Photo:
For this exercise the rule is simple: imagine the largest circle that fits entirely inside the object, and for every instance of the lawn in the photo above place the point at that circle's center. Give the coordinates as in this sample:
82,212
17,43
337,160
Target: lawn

- **WHAT IS NEEDED**:
Pull each of the rows above out unchanged and reproduce every line of them verbatim.

- **TASK SOLUTION**:
Photo:
For this exercise the rule is simple: imagine the largest circle that fits entirely inside the object, and for every instance of the lawn in the photo above place the point at that circle's center. Give the coordinates as in this sample:
82,212
17,43
337,160
Target: lawn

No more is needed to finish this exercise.